● **STATED PROBLEM**: Give a verbatim repeat of the lines that run from the line containing "Labeling batch C. For the image above, tag the black" to the end of the data below.

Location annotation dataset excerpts
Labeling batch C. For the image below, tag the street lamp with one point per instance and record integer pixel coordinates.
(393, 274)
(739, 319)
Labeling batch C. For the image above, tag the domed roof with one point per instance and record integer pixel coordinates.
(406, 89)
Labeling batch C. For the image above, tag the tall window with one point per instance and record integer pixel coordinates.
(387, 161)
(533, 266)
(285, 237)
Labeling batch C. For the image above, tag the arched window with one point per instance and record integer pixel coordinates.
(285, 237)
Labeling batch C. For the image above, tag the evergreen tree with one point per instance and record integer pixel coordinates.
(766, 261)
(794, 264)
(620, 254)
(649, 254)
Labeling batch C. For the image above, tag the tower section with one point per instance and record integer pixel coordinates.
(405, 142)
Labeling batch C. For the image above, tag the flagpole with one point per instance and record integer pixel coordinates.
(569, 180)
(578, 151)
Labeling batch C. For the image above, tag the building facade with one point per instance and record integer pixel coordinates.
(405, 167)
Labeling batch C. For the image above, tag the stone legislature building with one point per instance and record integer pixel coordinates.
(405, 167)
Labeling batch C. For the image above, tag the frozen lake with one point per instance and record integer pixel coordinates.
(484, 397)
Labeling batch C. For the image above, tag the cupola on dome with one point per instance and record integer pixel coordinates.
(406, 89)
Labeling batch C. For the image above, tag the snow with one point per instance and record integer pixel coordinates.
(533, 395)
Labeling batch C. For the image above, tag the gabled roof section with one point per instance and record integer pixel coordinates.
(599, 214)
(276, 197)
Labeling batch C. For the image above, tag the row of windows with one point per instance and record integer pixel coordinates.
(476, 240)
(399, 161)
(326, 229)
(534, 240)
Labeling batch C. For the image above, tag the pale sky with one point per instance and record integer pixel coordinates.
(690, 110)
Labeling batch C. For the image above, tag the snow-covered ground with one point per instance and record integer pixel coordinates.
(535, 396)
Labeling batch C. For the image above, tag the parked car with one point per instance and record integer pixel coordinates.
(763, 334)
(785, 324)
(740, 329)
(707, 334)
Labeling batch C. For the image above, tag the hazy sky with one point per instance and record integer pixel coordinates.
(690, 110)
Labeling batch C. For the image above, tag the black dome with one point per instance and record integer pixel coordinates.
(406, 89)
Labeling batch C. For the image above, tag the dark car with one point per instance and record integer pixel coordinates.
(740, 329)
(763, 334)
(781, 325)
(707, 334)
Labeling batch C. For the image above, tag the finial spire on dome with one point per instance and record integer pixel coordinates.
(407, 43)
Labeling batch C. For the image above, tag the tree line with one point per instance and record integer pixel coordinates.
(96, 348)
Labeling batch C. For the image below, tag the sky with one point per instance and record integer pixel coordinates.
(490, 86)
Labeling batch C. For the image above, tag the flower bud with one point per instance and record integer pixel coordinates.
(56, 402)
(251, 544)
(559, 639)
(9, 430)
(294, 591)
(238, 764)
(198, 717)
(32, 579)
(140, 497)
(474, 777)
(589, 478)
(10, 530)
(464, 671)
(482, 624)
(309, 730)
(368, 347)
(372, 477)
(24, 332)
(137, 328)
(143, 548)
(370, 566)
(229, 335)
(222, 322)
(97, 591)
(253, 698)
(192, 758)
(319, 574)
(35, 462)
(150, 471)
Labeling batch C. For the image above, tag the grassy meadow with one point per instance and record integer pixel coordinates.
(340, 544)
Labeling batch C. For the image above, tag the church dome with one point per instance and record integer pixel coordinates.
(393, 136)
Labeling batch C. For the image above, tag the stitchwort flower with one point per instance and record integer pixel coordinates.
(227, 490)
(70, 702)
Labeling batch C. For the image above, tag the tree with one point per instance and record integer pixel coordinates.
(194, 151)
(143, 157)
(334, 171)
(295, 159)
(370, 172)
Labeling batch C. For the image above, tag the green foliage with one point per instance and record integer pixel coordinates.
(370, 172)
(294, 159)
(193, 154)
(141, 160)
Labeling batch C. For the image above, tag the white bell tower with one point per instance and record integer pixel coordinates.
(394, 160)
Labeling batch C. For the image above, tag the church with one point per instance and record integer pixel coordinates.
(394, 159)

● **ANSWER TO THE PROBLEM**:
Labeling batch C. For the image above, tag the black dome with one point per instance and record integer pixel coordinates.
(406, 89)
Labeling batch C. For the image above, tag the dark car with one point per instance and record integer pixel coordinates.
(740, 329)
(763, 334)
(781, 325)
(707, 334)
Labeling batch C. For the image above, tag the finial spire on dome with one point per instance and record integer pixel coordinates.
(407, 43)
Labeling batch C. For the image above, tag the tree line with one point per instance and record integer pixel coordinates.
(96, 348)
Labeling batch C. For the image below, tag the sky with one point per instance and record integer pixel coordinates.
(490, 86)
Labeling batch C. For the image above, tag the flower bud with one point per instance and record integer pixel coordinates.
(56, 402)
(251, 544)
(559, 639)
(9, 430)
(294, 591)
(238, 764)
(198, 717)
(32, 579)
(140, 497)
(474, 777)
(589, 478)
(10, 530)
(464, 671)
(482, 624)
(309, 730)
(368, 347)
(372, 477)
(24, 332)
(137, 328)
(143, 548)
(370, 566)
(229, 335)
(222, 322)
(97, 591)
(253, 698)
(192, 758)
(319, 574)
(35, 462)
(150, 471)
Labeling batch C. For the image above, tag the grassy meadow with one point per instance and record integer pixel coordinates.
(340, 544)
Labeling batch C. For the image above, tag the church dome with one point per instance and record integer pixel coordinates.
(393, 136)
Labeling batch C. For the image above, tag the stitchwort flower with one point per instance and record integer pixel coordinates.
(227, 490)
(70, 702)
Labeling batch C. For the image above, tag the tree with one point per instance and record integer pixel coordinates.
(194, 151)
(143, 157)
(334, 171)
(295, 159)
(370, 172)
Labeling batch C. For the image above, tag the green foliage with one point per instance and record integer pixel coordinates.
(370, 172)
(294, 159)
(193, 154)
(141, 160)
Labeling batch C. For the image above, tag the white bell tower with one point per instance and record integer pixel coordinates.
(394, 160)
Labeling batch C. For the image above, tag the church with one point per instance and record integer pixel coordinates.
(394, 159)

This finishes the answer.